# [GOAL OF THE EXERCISE]
Give again, word for word, every line below from the one that has "drawn like (996,633)." through the one that has "drawn like (1096,567).", both included, and no others.

[Image-grounded pointing data]
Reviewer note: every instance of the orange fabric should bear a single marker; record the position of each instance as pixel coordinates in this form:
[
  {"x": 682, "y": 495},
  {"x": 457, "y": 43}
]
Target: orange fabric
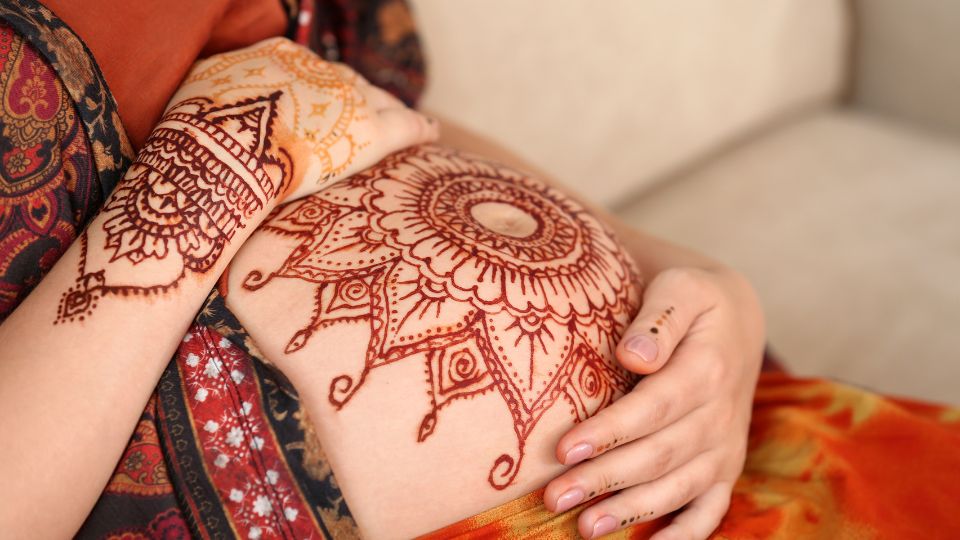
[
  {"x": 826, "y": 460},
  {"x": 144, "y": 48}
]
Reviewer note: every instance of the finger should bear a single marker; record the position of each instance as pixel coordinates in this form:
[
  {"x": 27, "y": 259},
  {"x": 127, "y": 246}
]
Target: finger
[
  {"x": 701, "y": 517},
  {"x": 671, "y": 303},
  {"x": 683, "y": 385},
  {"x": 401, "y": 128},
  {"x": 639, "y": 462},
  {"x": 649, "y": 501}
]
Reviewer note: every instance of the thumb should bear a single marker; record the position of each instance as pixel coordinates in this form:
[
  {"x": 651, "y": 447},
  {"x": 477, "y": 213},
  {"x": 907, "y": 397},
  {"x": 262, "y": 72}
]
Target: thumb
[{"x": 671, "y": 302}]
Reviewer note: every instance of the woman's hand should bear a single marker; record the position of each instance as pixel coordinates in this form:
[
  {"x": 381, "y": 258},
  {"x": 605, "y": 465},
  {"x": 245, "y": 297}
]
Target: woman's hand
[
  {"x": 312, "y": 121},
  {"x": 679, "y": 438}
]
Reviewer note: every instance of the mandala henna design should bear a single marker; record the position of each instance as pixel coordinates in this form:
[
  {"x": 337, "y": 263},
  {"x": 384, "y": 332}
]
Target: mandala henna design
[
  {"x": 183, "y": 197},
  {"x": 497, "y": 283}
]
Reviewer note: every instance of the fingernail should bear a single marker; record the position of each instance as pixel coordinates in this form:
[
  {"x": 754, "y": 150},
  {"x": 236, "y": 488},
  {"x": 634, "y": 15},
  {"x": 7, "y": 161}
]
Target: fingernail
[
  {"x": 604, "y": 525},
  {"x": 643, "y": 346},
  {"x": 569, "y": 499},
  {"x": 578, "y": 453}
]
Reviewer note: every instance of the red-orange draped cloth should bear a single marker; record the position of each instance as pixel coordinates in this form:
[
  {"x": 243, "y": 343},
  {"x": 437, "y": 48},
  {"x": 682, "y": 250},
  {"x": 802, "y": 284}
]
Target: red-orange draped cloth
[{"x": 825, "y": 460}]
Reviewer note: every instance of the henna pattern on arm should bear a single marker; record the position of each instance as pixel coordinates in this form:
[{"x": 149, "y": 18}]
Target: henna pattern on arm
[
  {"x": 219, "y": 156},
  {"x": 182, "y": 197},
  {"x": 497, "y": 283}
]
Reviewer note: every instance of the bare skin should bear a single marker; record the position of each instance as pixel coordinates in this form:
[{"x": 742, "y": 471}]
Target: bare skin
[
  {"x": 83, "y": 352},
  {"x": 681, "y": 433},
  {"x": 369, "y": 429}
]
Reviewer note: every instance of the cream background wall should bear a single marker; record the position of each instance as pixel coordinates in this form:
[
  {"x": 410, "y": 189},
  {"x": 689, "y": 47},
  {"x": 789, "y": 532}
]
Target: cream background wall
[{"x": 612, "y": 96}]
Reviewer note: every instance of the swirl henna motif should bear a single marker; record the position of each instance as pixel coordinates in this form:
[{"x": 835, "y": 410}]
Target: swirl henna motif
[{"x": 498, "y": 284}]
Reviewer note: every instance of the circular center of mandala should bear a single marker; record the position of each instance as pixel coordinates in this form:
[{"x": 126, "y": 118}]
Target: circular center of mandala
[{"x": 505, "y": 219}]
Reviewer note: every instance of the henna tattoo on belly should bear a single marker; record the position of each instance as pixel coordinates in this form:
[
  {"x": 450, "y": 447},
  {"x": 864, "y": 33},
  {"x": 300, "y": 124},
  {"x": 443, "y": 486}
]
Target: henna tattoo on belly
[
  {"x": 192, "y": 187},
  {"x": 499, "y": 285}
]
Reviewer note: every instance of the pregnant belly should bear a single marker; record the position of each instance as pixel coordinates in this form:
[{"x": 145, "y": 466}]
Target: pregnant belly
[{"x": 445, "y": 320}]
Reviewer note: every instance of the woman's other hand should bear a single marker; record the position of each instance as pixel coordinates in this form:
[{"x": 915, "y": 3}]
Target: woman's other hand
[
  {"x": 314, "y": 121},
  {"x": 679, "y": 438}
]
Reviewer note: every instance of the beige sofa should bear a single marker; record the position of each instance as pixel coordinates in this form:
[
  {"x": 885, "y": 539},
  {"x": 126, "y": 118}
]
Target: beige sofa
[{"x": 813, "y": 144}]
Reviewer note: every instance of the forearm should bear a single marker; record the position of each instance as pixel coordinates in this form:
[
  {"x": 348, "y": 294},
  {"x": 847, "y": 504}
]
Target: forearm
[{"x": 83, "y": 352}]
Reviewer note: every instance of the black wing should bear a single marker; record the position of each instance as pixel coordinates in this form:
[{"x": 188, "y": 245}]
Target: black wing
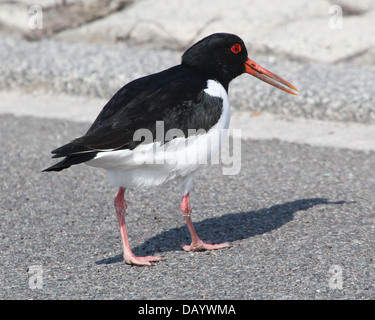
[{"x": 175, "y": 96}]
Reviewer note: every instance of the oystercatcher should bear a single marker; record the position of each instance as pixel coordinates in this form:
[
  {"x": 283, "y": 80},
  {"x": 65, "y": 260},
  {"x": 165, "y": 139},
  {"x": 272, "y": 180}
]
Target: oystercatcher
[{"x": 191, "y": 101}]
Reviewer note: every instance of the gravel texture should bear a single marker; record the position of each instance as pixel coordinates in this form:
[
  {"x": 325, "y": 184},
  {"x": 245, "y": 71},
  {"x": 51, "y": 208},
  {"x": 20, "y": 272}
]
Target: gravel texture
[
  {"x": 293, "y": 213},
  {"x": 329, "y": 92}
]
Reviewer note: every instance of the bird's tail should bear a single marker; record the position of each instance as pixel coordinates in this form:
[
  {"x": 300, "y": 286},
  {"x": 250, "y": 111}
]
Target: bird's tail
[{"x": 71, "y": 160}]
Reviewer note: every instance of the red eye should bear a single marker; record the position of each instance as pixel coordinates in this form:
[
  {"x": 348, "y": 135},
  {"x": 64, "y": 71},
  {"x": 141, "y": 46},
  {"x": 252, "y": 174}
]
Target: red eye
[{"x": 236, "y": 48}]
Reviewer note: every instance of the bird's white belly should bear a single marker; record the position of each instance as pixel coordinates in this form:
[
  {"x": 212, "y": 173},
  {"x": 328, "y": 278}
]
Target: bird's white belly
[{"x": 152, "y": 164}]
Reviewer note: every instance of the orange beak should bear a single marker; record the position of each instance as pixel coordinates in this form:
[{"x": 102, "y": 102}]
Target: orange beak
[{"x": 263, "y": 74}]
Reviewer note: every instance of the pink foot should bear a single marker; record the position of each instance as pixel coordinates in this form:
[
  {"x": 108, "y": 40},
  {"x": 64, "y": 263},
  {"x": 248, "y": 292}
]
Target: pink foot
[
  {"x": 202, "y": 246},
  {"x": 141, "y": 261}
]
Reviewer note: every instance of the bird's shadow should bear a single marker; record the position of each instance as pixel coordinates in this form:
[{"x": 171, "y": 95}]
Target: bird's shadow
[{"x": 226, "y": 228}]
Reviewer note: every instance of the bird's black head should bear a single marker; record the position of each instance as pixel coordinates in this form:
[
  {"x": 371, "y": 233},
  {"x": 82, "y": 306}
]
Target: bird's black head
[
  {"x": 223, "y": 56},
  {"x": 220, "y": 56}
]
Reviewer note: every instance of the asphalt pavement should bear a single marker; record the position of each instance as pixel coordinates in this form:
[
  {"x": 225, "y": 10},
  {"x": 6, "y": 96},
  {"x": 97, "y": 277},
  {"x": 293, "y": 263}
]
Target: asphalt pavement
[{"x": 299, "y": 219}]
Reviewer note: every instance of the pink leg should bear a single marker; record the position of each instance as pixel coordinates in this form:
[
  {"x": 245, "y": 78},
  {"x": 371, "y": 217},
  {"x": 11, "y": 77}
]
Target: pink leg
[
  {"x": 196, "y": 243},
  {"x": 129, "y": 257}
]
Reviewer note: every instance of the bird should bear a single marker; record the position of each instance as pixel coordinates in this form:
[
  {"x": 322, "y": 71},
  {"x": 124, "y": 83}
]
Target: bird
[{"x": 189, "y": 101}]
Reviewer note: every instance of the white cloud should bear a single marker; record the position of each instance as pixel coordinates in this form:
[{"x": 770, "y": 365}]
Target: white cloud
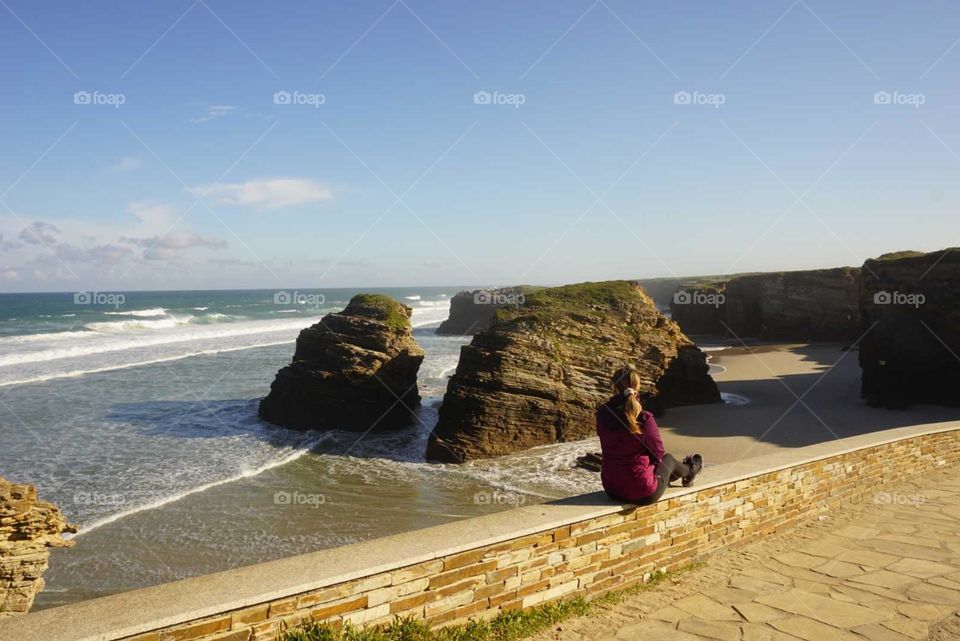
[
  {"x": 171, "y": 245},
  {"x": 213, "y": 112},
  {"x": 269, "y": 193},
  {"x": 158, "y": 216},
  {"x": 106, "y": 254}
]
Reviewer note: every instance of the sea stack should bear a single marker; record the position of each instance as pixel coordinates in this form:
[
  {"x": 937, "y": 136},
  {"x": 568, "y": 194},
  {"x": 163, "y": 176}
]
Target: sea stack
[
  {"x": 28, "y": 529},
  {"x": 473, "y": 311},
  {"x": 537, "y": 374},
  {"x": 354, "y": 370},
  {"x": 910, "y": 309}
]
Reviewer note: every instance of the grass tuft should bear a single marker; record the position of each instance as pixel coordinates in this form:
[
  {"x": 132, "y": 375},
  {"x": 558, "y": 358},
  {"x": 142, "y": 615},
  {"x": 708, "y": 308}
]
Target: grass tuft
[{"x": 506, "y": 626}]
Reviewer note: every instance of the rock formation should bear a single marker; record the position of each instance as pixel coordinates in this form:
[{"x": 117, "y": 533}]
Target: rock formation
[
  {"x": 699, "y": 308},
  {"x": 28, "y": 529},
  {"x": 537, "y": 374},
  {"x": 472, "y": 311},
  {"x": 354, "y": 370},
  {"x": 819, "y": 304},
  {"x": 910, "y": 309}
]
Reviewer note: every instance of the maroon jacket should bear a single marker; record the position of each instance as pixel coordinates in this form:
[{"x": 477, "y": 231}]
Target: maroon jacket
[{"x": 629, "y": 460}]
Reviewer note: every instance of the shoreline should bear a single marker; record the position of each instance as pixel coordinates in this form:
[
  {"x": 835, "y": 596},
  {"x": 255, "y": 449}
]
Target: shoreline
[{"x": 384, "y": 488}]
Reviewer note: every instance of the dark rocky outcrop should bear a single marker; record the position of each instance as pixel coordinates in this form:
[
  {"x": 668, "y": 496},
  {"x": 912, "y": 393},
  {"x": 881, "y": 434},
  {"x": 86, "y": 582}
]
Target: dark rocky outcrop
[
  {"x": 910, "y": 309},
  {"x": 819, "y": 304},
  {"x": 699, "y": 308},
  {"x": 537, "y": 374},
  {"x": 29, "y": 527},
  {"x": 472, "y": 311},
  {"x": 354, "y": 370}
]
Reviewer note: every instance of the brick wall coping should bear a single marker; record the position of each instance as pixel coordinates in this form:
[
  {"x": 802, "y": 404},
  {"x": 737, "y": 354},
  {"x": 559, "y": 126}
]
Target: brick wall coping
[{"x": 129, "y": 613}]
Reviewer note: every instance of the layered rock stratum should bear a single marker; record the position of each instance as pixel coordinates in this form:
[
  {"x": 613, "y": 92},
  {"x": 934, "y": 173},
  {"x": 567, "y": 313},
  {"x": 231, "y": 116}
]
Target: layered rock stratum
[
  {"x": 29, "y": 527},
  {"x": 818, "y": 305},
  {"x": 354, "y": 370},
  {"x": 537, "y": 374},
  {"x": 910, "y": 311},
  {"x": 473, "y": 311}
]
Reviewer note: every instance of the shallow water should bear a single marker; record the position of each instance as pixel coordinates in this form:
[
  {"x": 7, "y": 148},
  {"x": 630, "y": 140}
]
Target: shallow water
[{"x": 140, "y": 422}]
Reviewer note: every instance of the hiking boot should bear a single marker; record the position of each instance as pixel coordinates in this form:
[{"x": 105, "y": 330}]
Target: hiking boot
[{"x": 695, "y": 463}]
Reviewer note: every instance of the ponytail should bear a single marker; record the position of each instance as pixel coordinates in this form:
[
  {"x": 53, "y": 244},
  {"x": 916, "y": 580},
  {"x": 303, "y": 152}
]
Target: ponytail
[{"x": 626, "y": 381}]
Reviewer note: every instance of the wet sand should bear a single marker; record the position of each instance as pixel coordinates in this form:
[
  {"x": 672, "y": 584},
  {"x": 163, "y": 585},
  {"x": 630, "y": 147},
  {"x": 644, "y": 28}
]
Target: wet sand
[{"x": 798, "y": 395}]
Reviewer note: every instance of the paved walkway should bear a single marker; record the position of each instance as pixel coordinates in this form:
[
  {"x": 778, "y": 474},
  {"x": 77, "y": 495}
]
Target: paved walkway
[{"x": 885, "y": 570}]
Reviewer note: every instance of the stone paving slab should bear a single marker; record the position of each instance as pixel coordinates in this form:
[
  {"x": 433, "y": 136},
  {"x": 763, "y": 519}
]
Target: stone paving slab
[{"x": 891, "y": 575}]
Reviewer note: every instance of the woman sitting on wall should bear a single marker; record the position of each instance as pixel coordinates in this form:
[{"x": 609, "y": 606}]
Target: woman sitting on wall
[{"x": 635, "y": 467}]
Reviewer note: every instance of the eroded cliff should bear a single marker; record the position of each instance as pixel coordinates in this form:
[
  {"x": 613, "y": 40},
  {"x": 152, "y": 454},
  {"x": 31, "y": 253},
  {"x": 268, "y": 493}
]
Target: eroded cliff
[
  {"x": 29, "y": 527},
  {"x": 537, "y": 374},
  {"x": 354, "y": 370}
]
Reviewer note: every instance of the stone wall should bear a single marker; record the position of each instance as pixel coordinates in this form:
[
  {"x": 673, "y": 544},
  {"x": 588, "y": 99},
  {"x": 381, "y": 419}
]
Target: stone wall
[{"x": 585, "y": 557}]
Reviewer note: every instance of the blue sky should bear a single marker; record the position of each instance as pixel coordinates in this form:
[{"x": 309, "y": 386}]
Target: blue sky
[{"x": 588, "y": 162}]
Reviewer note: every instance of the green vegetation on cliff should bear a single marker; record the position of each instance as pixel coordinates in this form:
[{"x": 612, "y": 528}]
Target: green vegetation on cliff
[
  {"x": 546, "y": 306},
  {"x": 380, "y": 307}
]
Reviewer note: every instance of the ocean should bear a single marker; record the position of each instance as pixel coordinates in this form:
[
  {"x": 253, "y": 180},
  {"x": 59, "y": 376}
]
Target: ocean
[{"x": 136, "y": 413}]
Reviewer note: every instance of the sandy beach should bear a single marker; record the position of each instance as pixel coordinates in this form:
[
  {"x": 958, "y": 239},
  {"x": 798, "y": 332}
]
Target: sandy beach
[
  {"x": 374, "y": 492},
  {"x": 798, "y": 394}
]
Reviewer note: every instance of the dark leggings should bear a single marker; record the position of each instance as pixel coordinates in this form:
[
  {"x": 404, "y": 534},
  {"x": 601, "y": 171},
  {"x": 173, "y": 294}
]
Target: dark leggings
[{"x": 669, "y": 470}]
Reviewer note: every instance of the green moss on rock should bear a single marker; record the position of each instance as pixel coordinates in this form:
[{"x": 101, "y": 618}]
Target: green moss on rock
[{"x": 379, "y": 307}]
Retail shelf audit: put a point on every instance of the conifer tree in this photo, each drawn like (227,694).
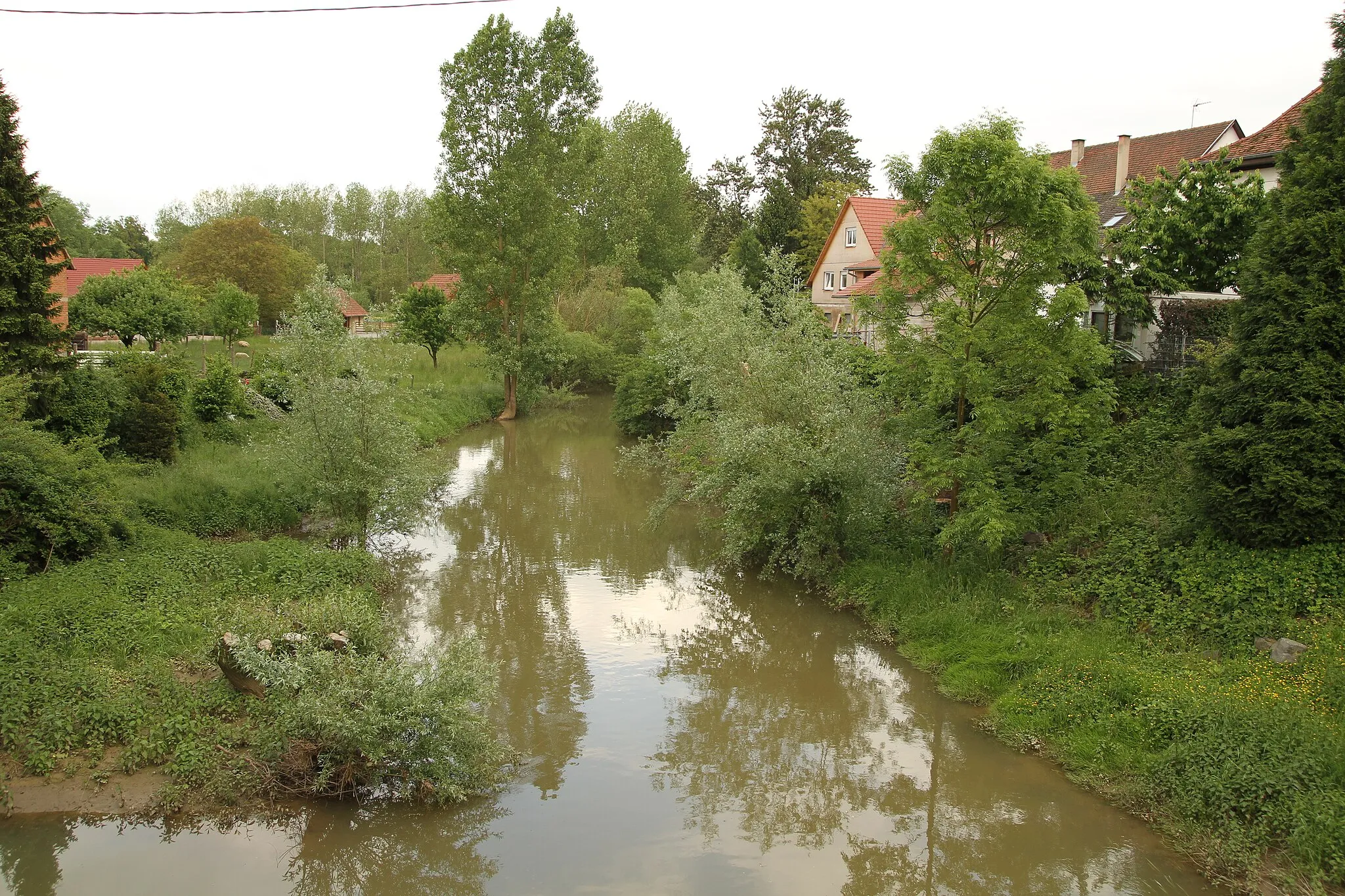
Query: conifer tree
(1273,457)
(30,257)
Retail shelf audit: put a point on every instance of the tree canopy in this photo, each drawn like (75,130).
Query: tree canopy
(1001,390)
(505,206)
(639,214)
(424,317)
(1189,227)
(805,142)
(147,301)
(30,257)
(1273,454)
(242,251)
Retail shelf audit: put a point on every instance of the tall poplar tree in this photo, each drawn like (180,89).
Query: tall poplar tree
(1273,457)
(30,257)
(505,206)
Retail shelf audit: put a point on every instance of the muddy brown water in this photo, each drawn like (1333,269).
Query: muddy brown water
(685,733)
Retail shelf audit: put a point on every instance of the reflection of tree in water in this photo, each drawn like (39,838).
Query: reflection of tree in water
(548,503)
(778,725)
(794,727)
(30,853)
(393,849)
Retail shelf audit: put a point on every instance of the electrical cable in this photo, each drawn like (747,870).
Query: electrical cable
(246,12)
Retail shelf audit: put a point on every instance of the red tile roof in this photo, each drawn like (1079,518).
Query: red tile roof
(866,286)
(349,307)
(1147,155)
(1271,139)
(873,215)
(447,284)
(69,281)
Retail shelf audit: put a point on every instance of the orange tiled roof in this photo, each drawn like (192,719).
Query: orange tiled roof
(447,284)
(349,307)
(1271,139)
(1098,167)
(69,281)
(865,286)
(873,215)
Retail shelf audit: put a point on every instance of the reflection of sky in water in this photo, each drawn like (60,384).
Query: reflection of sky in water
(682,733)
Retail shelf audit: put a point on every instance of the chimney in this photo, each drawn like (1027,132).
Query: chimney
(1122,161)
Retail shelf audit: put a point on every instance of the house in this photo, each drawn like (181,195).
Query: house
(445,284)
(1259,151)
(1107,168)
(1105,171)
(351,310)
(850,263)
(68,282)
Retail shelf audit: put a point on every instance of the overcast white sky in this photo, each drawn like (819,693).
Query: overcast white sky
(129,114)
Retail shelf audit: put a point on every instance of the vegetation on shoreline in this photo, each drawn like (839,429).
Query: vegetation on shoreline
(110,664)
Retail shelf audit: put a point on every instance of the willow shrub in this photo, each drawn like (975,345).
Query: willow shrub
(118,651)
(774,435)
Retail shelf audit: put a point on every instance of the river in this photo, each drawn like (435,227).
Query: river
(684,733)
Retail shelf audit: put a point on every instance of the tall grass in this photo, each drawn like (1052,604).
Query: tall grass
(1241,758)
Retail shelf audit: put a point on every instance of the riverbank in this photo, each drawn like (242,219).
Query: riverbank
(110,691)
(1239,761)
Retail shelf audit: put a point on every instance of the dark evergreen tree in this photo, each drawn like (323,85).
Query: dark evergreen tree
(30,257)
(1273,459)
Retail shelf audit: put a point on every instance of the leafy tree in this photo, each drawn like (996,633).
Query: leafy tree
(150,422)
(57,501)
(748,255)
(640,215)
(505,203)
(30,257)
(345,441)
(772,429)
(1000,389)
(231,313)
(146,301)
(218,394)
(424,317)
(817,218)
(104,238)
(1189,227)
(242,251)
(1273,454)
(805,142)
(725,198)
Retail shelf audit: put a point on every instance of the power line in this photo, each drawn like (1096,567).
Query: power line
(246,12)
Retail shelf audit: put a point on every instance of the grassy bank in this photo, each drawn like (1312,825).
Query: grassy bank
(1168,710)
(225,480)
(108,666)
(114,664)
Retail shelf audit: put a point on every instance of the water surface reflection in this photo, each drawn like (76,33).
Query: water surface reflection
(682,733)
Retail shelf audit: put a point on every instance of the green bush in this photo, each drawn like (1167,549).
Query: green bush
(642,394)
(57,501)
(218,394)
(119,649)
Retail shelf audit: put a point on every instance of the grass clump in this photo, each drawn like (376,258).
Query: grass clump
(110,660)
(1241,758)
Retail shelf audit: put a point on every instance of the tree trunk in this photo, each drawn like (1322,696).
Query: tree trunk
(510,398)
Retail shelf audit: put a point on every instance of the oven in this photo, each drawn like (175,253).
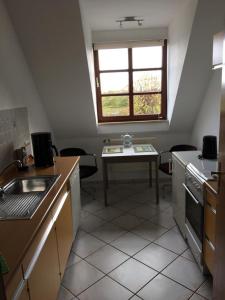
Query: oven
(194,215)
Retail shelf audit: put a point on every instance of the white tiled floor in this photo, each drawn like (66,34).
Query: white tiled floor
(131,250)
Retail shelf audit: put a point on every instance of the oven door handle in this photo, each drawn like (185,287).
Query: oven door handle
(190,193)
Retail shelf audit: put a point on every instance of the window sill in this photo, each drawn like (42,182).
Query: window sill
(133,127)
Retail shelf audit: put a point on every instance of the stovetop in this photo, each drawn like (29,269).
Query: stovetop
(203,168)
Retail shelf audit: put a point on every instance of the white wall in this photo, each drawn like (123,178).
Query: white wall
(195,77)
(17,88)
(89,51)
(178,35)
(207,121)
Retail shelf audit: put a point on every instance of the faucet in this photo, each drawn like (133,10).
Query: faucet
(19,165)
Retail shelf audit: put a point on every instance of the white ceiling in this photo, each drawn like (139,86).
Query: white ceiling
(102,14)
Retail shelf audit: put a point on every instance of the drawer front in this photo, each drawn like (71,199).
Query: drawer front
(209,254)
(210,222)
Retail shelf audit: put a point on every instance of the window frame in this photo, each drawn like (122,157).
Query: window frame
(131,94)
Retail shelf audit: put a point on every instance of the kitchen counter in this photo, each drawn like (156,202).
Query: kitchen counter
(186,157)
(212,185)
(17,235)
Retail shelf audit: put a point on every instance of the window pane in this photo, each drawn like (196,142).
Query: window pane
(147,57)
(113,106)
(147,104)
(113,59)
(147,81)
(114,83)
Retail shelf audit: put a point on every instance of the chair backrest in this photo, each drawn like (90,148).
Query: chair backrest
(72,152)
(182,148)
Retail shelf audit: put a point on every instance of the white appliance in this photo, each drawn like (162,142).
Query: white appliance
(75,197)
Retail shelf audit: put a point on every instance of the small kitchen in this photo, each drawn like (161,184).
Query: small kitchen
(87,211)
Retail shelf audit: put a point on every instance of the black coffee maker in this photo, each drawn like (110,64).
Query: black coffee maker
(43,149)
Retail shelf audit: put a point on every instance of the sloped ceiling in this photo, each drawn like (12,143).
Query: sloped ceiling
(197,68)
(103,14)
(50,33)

# [RESPONSE FOR THIS EXERCISE]
Retail shelf audit: put a point on every instance of the leafy tree in this photo, each drawn like (996,633).
Query: leafy tree
(150,422)
(57,501)
(748,255)
(640,215)
(505,203)
(30,257)
(345,441)
(772,429)
(1000,389)
(231,313)
(146,301)
(218,394)
(424,317)
(817,218)
(104,238)
(1189,227)
(242,251)
(1273,454)
(805,142)
(725,198)
Retail shelf audit: put a point on every instance of the power line in this photo, each drawn like (1096,567).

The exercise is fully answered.